## BRIEF:
Can you copy out every one of the following rows character for character, changing nothing?
[BEGIN DATA]
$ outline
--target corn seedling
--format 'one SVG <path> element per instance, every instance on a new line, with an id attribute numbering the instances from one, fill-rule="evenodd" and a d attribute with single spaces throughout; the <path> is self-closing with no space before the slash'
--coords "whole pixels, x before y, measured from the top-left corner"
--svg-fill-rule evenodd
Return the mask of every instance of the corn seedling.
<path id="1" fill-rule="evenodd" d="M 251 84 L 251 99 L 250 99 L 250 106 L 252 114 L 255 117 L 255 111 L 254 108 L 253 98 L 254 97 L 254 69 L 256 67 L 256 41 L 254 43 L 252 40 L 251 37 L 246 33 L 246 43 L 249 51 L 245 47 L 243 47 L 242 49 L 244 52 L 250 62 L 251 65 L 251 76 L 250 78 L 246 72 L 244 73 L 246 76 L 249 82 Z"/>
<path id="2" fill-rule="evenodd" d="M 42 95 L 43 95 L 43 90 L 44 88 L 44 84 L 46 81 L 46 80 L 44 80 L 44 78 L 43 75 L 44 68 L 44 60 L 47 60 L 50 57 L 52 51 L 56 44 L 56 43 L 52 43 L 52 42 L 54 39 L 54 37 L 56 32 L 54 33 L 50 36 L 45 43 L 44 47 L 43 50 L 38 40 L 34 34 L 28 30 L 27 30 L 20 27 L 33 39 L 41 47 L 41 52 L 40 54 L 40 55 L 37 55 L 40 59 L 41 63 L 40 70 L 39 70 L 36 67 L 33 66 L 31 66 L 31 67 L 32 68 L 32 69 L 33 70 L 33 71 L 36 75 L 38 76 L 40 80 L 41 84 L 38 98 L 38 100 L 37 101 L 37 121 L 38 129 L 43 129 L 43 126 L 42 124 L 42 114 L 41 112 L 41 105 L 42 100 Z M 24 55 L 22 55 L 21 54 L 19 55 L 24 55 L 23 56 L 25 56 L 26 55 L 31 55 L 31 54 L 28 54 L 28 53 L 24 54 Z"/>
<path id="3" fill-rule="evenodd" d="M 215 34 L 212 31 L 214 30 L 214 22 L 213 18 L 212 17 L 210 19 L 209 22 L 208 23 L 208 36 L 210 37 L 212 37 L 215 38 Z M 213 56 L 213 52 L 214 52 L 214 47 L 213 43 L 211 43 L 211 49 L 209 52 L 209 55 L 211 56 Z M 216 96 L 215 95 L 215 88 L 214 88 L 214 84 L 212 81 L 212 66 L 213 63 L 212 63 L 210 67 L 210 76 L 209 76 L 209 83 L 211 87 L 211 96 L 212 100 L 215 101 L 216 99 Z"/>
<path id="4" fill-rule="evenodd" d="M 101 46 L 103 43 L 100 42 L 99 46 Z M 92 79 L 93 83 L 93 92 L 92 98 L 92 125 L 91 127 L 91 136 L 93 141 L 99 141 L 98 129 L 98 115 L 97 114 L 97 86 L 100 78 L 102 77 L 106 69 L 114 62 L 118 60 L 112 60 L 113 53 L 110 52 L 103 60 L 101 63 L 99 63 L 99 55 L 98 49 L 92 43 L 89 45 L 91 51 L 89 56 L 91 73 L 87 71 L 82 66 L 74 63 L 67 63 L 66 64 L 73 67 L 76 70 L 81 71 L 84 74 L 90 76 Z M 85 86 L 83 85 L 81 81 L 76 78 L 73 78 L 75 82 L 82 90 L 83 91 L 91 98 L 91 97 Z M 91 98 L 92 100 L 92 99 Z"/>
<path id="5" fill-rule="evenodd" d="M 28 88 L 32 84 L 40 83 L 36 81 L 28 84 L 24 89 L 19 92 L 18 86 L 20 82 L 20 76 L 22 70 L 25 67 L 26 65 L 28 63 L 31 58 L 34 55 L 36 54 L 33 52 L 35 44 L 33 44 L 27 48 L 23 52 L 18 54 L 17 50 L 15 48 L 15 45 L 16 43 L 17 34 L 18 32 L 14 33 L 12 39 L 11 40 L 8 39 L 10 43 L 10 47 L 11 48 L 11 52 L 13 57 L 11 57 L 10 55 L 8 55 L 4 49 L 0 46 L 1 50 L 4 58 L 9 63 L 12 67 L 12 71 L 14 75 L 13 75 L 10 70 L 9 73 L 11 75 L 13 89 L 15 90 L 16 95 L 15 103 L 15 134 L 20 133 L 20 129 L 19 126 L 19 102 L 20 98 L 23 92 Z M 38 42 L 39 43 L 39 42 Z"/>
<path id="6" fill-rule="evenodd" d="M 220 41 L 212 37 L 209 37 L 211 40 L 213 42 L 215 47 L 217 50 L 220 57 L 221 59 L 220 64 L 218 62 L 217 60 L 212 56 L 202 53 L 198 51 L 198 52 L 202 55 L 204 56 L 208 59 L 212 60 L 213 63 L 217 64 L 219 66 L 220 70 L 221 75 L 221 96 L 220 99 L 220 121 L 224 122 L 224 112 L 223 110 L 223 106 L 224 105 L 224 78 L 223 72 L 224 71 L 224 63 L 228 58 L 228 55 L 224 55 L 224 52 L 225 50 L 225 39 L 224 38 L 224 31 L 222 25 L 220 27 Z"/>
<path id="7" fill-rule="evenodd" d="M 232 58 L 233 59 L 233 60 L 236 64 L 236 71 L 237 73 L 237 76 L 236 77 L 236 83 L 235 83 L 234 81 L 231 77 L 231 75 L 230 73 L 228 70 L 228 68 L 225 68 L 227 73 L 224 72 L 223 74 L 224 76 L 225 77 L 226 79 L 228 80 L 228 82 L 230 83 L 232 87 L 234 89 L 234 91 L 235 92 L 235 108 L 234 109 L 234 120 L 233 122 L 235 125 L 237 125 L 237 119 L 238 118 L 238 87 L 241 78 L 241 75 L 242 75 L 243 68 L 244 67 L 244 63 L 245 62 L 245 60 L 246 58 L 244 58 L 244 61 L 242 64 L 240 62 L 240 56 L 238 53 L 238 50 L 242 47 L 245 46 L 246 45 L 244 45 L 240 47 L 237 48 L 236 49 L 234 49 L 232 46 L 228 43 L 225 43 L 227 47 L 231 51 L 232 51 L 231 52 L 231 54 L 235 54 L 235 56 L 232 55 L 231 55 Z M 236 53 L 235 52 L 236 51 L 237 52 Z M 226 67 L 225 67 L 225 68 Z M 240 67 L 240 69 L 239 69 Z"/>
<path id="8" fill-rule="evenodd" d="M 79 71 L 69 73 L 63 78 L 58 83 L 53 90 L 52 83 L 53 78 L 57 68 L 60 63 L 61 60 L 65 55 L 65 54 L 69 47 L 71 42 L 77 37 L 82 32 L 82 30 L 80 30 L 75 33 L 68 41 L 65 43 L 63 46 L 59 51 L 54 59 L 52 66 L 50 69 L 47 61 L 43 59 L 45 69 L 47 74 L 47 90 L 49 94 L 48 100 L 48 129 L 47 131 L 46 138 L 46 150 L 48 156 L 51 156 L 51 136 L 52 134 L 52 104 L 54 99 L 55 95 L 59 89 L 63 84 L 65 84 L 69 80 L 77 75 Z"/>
[END DATA]
## OUTPUT OF THE TASK:
$ outline
--target corn seedling
--format 'one SVG <path> element per instance, every instance on a new line, with an id attribute numbering the instances from one, fill-rule="evenodd" and a d attribute with single spaces throughout; the <path> is self-closing with no space before the slash'
--coords "whole pixels, x before y, measured from the top-left corner"
--svg-fill-rule evenodd
Return the mask of every instance of the corn seedling.
<path id="1" fill-rule="evenodd" d="M 251 84 L 251 99 L 250 99 L 250 106 L 252 114 L 255 117 L 255 111 L 254 108 L 253 98 L 254 97 L 254 69 L 256 67 L 256 41 L 254 43 L 252 40 L 251 37 L 246 33 L 246 43 L 249 51 L 245 47 L 243 47 L 242 49 L 244 52 L 250 62 L 251 65 L 251 76 L 250 78 L 246 72 L 244 73 L 246 76 L 249 82 Z"/>
<path id="2" fill-rule="evenodd" d="M 42 95 L 43 95 L 43 90 L 44 88 L 44 84 L 46 81 L 46 80 L 44 80 L 44 78 L 43 75 L 44 68 L 44 60 L 47 60 L 50 57 L 52 51 L 56 44 L 56 43 L 52 43 L 52 42 L 54 39 L 54 37 L 56 32 L 54 33 L 50 36 L 45 43 L 44 47 L 43 50 L 38 40 L 34 34 L 28 30 L 27 30 L 20 27 L 33 39 L 41 47 L 41 52 L 40 54 L 40 55 L 37 55 L 40 59 L 41 63 L 40 70 L 39 70 L 36 67 L 33 66 L 31 66 L 31 67 L 32 68 L 32 69 L 33 70 L 33 71 L 36 75 L 38 76 L 40 80 L 41 84 L 38 98 L 38 100 L 37 101 L 37 121 L 38 129 L 43 129 L 43 126 L 42 124 L 42 114 L 41 112 L 41 105 L 42 100 Z M 24 55 L 22 55 L 21 54 L 19 55 L 24 55 L 23 56 L 25 56 L 26 55 L 31 55 L 31 54 L 28 54 L 28 53 L 24 54 Z"/>
<path id="3" fill-rule="evenodd" d="M 215 34 L 212 31 L 214 30 L 214 22 L 213 18 L 212 17 L 210 19 L 209 22 L 208 23 L 208 36 L 210 37 L 212 37 L 215 38 Z M 213 56 L 213 52 L 214 52 L 214 47 L 213 43 L 211 43 L 211 49 L 209 52 L 209 55 L 211 56 Z M 216 96 L 215 95 L 215 88 L 214 88 L 214 84 L 212 81 L 212 66 L 213 63 L 212 63 L 210 67 L 210 76 L 209 76 L 209 83 L 211 87 L 211 96 L 212 100 L 215 101 L 216 99 Z"/>
<path id="4" fill-rule="evenodd" d="M 101 46 L 103 43 L 100 42 L 99 46 Z M 92 79 L 93 83 L 93 92 L 92 98 L 92 125 L 91 127 L 91 136 L 93 141 L 99 141 L 98 129 L 98 115 L 97 114 L 97 86 L 100 78 L 102 77 L 106 69 L 114 62 L 118 60 L 112 60 L 113 53 L 110 52 L 103 60 L 101 63 L 99 63 L 99 55 L 98 49 L 92 43 L 89 45 L 91 51 L 89 56 L 91 73 L 87 71 L 82 66 L 74 63 L 67 63 L 66 64 L 73 67 L 76 70 L 81 71 L 84 74 L 90 76 Z M 85 86 L 83 85 L 81 81 L 76 78 L 73 78 L 75 82 L 82 90 L 83 91 L 91 98 L 91 97 Z M 91 98 L 92 100 L 92 99 Z"/>
<path id="5" fill-rule="evenodd" d="M 28 88 L 32 84 L 40 83 L 36 81 L 28 84 L 24 89 L 19 92 L 18 86 L 20 82 L 20 76 L 22 70 L 25 67 L 26 65 L 28 63 L 31 58 L 34 55 L 36 54 L 33 52 L 35 44 L 33 44 L 27 48 L 23 52 L 18 54 L 17 50 L 15 48 L 15 45 L 16 43 L 17 34 L 18 32 L 14 33 L 12 39 L 11 40 L 8 39 L 10 43 L 10 47 L 11 48 L 11 52 L 13 57 L 11 57 L 10 55 L 8 55 L 4 49 L 0 46 L 1 50 L 4 58 L 9 63 L 12 67 L 12 71 L 14 75 L 13 75 L 10 70 L 9 73 L 11 75 L 13 89 L 15 90 L 16 95 L 15 103 L 15 134 L 20 133 L 20 129 L 19 126 L 19 102 L 20 98 L 23 92 Z M 38 42 L 39 43 L 39 42 Z"/>
<path id="6" fill-rule="evenodd" d="M 220 41 L 212 37 L 209 37 L 211 40 L 213 42 L 215 47 L 217 50 L 220 57 L 221 59 L 220 64 L 218 62 L 217 60 L 212 56 L 202 53 L 198 51 L 198 52 L 202 55 L 204 56 L 208 59 L 212 60 L 213 63 L 217 64 L 219 66 L 220 70 L 221 75 L 221 96 L 220 99 L 220 121 L 224 122 L 224 112 L 223 110 L 223 106 L 224 105 L 224 78 L 223 72 L 224 71 L 224 63 L 228 58 L 228 55 L 224 55 L 224 52 L 225 50 L 225 39 L 224 38 L 224 31 L 222 25 L 220 27 Z"/>
<path id="7" fill-rule="evenodd" d="M 232 58 L 233 59 L 233 60 L 236 64 L 236 71 L 237 73 L 237 76 L 236 77 L 236 83 L 235 83 L 234 81 L 231 77 L 231 75 L 230 73 L 228 70 L 228 68 L 225 68 L 227 73 L 224 72 L 223 74 L 224 76 L 225 77 L 226 79 L 228 80 L 228 82 L 230 83 L 232 87 L 234 89 L 234 91 L 235 92 L 235 108 L 234 109 L 234 120 L 233 122 L 235 125 L 237 125 L 237 119 L 238 118 L 238 87 L 241 78 L 241 75 L 242 75 L 243 68 L 244 67 L 244 63 L 245 62 L 245 60 L 246 58 L 244 58 L 244 61 L 242 64 L 240 62 L 240 56 L 238 53 L 238 50 L 242 47 L 245 46 L 246 45 L 244 45 L 240 47 L 237 48 L 236 49 L 234 49 L 232 46 L 228 43 L 225 43 L 227 47 L 231 51 L 232 51 L 231 52 L 231 54 L 235 54 L 235 56 L 232 55 L 231 55 Z M 236 53 L 235 52 L 236 51 L 237 52 Z M 226 67 L 225 67 L 225 68 Z M 240 67 L 240 69 L 239 69 Z"/>
<path id="8" fill-rule="evenodd" d="M 79 71 L 69 73 L 63 78 L 58 83 L 53 90 L 52 83 L 53 78 L 57 68 L 60 63 L 61 60 L 65 55 L 65 54 L 69 47 L 71 42 L 77 37 L 82 32 L 82 30 L 80 30 L 75 33 L 68 41 L 65 43 L 63 46 L 59 51 L 54 59 L 52 66 L 50 69 L 47 61 L 43 59 L 45 69 L 47 74 L 47 90 L 49 94 L 48 100 L 48 129 L 47 131 L 46 138 L 46 150 L 48 156 L 51 156 L 51 136 L 52 134 L 52 104 L 54 99 L 55 95 L 59 89 L 63 84 L 65 84 L 69 80 L 77 75 Z"/>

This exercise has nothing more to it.